Testo da analizzare:
A Pistoia meno ricoveri, con l’infermiere territoriale al pronto soccorso

Meno pazienti con accessi ripetuti in pronto soccorso e meno ricoveri. Diminuiscono le degenze e crescono i vantaggi per gli ammalati, ai quali vengono offerti servizi alternativi all’ospedalizzazione. E’ il progetto della AUSL3, per il momento ancora in fase sperimentale, ma destinato a fare strada: con l’attivazione dell’infermiere del territorio, all’interno del pronto soccorso, del presidio ospedaliero San Jacopo di Pistoia sono stati valutati, in soli 45 giorni, 348 pazienti, con un’età superiore a 65 anni, e per 141 di loro è stato attivato un percorso assistenziale diverso rispetto al ricovero ospedaliero.

Il progetto ha dimostrato subito la sua efficacia e ha provato che la continuità ospedale-territorio può anche essere realizzata in una struttura deputata all’emergenza e urgenza.  Il pronto soccorso ha, infatti, rappresentato un punto privilegiato di osservazione e di presa in carico dei pazienti che si recano ripetutamente presso i servizi ospedalieri, senza poi trovare la risoluzione a loro problemi, sanitari o socio-sanitari. Anche nella realtà del territorio dell’Azienda ASL 3 si registra, infatti, un notevole aumento della percentuale di pazienti anziani che fanno ricorso, più volte, al pronto soccorso.

Dal 15 luglio al 30 settembre scorsi, è stato avviato il progetto sperimentale specifico nel pronto soccorso pistoiese:  un  infermiere esperto del territorio, ha iniziato un periodo di presenza continuativa all’interno della struttura durante il quale ha valutato i pazienti anziani con reingresso e quelli a  rischio di reingresso utilizzando il Rowland’s test (lo strumento di valutazione in base al quale attraverso specifiche domande fa prevedere la nuova visita in pronto soccorso o l’ospedalizzazione).  All’individuazione dei casi è seguita una prima valutazione ed un confronto, anche  telefonico, con i Medici di medicina generale, per inquadrare il paziente, i suoi bisogni clinici ed assistenziali, ed i motivi dell’accesso al pronto soccorso.

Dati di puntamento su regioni

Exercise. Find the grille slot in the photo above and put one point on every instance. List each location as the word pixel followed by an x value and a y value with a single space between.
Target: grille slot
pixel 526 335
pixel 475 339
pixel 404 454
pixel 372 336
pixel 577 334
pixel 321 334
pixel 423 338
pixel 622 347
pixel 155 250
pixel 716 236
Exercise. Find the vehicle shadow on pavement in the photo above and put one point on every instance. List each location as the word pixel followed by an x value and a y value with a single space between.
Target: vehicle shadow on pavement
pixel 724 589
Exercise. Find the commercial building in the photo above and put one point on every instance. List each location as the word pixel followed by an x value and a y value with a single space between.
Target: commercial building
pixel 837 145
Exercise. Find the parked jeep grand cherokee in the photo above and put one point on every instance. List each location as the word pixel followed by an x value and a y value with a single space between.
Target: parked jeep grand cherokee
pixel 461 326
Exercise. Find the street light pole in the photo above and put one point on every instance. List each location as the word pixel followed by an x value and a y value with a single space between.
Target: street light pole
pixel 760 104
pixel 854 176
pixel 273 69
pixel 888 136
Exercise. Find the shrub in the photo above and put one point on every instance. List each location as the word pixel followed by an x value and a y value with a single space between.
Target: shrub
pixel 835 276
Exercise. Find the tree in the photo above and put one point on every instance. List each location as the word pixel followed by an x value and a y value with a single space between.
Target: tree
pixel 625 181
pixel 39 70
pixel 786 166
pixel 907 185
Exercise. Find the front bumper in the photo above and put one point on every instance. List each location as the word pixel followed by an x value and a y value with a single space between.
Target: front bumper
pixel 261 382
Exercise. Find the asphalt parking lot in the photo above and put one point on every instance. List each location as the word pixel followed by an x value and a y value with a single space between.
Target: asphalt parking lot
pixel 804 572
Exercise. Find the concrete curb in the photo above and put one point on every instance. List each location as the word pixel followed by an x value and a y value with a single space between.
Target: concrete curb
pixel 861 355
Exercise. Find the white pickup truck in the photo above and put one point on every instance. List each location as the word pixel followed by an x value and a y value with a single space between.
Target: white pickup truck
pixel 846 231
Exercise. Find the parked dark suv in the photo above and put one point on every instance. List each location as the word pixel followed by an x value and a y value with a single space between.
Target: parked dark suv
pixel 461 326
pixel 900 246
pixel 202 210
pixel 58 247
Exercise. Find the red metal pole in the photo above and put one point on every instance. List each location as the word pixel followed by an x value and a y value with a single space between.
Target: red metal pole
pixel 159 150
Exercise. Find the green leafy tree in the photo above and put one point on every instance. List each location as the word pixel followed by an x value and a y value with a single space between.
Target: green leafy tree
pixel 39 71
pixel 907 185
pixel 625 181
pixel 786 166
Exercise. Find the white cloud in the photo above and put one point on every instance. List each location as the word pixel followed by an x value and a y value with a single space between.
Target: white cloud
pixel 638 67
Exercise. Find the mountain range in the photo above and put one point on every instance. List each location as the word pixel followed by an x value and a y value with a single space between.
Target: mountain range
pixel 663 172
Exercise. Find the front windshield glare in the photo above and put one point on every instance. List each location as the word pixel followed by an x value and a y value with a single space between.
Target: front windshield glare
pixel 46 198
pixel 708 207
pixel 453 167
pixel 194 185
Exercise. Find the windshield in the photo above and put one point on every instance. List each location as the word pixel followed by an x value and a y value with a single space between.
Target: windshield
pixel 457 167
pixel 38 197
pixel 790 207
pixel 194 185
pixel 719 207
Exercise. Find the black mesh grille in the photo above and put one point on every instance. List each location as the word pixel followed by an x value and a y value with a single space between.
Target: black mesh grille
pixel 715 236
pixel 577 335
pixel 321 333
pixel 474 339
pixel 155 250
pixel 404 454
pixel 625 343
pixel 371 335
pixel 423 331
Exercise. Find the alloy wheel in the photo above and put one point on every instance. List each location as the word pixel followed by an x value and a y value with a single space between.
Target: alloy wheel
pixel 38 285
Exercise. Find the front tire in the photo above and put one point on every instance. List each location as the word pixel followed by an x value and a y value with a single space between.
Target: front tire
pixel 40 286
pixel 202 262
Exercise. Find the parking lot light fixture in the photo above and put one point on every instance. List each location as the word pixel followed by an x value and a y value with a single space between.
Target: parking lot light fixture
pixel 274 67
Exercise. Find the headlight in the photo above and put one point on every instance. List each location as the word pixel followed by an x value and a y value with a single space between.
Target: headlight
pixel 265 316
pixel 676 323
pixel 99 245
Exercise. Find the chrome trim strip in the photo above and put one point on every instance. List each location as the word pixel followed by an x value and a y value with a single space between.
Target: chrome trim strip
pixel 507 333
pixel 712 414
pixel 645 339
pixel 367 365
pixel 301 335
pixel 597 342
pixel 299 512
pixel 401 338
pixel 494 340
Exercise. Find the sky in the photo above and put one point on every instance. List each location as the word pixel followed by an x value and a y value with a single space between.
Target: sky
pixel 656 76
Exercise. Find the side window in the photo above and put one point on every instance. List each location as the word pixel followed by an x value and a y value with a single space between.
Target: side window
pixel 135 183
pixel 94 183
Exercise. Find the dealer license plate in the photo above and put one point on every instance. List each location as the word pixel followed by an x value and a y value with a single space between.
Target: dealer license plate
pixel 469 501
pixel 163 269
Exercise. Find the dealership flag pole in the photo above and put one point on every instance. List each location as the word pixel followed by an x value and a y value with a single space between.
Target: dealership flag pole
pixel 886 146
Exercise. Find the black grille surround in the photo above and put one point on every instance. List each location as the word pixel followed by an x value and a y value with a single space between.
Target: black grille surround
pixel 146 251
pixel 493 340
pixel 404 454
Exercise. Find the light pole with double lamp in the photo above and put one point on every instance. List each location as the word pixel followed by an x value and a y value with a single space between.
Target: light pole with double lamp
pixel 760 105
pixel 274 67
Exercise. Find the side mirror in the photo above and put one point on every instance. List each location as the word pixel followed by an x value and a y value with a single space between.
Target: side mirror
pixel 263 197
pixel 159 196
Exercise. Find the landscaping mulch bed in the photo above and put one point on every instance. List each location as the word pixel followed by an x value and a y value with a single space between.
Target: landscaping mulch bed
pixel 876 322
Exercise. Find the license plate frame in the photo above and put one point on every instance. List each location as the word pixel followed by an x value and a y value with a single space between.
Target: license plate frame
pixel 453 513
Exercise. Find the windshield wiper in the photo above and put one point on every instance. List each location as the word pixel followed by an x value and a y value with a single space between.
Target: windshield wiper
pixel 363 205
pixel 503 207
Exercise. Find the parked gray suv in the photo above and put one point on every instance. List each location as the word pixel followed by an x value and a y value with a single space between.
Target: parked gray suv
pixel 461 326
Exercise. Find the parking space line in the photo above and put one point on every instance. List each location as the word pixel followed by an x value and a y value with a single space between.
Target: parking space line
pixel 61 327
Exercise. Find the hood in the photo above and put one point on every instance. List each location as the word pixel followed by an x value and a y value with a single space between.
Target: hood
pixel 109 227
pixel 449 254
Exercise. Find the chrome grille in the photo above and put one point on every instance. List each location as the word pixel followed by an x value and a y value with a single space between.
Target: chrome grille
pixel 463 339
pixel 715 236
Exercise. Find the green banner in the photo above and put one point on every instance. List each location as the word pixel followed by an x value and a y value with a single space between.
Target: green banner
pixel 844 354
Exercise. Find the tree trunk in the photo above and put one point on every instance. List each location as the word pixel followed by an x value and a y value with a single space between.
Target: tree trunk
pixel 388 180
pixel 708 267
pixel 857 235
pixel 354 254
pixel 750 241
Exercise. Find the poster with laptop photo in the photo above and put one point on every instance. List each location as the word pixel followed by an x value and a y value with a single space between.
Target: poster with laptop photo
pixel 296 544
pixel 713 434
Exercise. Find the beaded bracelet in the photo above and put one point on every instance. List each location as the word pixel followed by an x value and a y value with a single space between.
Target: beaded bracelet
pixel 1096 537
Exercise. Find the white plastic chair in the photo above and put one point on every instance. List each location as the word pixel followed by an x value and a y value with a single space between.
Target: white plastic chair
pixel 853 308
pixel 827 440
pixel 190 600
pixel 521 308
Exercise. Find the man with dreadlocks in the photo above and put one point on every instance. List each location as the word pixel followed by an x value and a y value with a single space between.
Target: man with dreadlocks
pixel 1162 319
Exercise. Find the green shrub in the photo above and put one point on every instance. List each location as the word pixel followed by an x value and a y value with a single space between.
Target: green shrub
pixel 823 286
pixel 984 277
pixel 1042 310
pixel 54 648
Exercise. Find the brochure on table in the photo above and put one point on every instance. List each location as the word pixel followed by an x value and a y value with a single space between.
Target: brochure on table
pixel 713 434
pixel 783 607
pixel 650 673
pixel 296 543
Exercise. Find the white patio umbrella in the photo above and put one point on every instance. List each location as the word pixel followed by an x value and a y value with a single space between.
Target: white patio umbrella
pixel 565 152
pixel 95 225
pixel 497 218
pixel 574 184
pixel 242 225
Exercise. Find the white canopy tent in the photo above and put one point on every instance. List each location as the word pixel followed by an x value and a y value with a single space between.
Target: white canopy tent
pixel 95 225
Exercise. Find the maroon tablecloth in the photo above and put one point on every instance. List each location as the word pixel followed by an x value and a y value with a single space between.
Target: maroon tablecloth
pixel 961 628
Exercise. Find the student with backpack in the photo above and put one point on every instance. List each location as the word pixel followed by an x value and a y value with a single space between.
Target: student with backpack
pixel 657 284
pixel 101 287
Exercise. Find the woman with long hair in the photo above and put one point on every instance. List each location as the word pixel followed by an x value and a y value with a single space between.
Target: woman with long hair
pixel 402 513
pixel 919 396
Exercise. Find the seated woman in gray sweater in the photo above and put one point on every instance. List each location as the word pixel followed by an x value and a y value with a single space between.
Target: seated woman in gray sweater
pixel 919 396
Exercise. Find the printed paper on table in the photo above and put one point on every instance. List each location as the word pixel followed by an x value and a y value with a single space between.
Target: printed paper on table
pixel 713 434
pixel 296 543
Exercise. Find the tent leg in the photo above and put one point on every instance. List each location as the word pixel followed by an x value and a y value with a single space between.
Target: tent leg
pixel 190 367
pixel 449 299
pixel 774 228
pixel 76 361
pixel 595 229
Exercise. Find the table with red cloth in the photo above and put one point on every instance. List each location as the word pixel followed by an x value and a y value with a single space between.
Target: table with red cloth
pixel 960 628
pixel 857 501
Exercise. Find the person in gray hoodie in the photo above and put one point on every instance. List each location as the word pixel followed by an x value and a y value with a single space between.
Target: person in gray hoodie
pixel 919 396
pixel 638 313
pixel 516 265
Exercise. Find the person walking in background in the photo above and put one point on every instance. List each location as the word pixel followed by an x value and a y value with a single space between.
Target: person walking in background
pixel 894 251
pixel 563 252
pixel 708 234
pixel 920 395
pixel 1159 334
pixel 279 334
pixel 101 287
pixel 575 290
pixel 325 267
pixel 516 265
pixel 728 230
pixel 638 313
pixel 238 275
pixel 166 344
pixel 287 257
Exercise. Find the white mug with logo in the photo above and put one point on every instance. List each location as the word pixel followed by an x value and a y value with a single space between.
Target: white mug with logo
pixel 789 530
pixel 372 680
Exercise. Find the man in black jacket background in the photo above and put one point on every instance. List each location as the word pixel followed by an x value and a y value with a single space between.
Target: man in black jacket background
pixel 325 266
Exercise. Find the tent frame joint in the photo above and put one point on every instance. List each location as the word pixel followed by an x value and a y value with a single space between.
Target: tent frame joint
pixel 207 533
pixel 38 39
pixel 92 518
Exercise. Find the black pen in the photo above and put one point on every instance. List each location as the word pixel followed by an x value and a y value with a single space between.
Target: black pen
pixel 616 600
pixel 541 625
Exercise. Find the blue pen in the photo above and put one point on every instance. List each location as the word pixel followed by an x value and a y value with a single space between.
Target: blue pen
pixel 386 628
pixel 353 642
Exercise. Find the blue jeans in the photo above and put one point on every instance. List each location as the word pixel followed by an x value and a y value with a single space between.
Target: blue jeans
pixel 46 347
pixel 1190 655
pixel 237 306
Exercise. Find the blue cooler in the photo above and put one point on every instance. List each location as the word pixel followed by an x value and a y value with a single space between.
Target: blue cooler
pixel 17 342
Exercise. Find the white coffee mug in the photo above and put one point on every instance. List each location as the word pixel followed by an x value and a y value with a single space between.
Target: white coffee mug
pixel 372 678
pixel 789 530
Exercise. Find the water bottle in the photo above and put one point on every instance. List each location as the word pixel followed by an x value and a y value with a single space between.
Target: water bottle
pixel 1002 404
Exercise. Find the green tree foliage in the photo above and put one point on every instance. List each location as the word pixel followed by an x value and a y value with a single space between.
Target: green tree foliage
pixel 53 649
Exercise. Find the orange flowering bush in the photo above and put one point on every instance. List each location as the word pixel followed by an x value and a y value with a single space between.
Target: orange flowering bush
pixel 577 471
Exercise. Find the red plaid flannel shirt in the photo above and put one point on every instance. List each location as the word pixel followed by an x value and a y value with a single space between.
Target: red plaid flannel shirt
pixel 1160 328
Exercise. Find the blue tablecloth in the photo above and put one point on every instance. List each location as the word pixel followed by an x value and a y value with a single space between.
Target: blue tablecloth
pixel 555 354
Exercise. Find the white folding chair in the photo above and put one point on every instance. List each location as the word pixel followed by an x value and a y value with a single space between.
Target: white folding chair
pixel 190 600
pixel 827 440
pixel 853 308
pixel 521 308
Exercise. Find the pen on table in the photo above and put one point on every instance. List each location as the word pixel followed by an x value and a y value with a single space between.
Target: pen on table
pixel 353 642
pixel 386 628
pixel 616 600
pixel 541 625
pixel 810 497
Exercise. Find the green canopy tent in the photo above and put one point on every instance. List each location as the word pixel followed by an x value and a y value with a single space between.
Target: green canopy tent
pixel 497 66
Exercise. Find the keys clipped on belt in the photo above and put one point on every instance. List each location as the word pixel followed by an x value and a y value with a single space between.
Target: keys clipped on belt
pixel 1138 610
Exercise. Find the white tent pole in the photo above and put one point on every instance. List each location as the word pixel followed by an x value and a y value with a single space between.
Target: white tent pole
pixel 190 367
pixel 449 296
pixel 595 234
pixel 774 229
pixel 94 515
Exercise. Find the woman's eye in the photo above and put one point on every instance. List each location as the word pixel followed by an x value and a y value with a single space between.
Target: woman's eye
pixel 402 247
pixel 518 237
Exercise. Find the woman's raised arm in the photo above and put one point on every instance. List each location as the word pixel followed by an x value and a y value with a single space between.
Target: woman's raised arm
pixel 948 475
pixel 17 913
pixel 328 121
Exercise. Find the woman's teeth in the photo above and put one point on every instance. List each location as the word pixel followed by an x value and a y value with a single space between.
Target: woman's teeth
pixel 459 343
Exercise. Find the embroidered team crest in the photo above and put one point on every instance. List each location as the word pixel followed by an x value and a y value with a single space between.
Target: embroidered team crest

Esercizi da svolgere:
- A) Riporta dall'articolo sull'infermiere territoriale a Pistoia il tratto che va da "Il progetto ha" fino a "volte, al pronto soccorso.".
- B) Rispondi alle seguenti domande sull'articolo sull'infermiere territoriale a Pistoia.
(i) In quanti giorni sono stati valutati i 348 pazienti?
(ii) Quale strumento ha usato l'infermiere per valutare i pazienti anziani a rischio di reingresso?
(iii) Con chi si è svolto il confronto, anche telefonico, dopo l'individuazione dei casi?
- C) Scrivi il seguito dell'articolo sull'infermiere territoriale al pronto soccorso di Pistoia, a partire dal punto in cui si interrompe.
Per questo lavoro l'elenco non serve.

Soluzioni:
- A)
Il progetto ha dimostrato subito la sua efficacia e ha provato che la continuità ospedale-territorio può anche essere realizzata in una struttura deputata all’emergenza e urgenza.  Il pronto soccorso ha, infatti, rappresentato un punto privilegiato di osservazione e di presa in carico dei pazienti che si recano ripetutamente presso i servizi ospedalieri, senza poi trovare la risoluzione a loro problemi, sanitari o socio-sanitari. Anche nella realtà del territorio dell’Azienda ASL 3 si registra, infatti, un notevole aumento della percentuale di pazienti anziani che fanno ricorso, più volte, al pronto soccorso.

- B)
(i) In 45 giorni.
(ii) Il Rowland's test.
(iii) Con i Medici di medicina generale.

- C)
Per i 141 casi  sono state proposte ed attivati interventi differenziati in relazione al bisogno rilevato:  dall’assistenza domiciliare fino a dei progetti assistenziali che prevedevano il coinvolgimento dei servizi sociali. In particolare per quei pazienti che presentavano situazioni più complesse, sono anche stati svolti dei monitoraggi domiciliari e per favorire il miglioramento delle condizioni di coloro che presentavano patologie croniche  (scompenso, diabete, ipertensione, broncopneumopatia cronica ostruttiva) previsti e realizzati i percorsi assistenziali di Chronic Care Model (CCM). Le persone “anziane fragili” hanno invece usufruito della “sorveglianza attiva”, sia attraverso visite domiciliari che follow up telefonici.

L’infermiere esperto in pronto soccorso è stato anche abilitato ad utilizzare una serie di data base (il portale Dedalus, il programma CARIBEL e il  programma AS-400) , risultati fondamentali per consultare ed attivare la rete dei servizi territoriali (dal medico di famiglia alle unità valutative multiprofessionali) ed i percorsi (dalla fornitura degli ausili all’invio agli ambulatori per le ferite difficili fino all’attivazione dei centri residenziali).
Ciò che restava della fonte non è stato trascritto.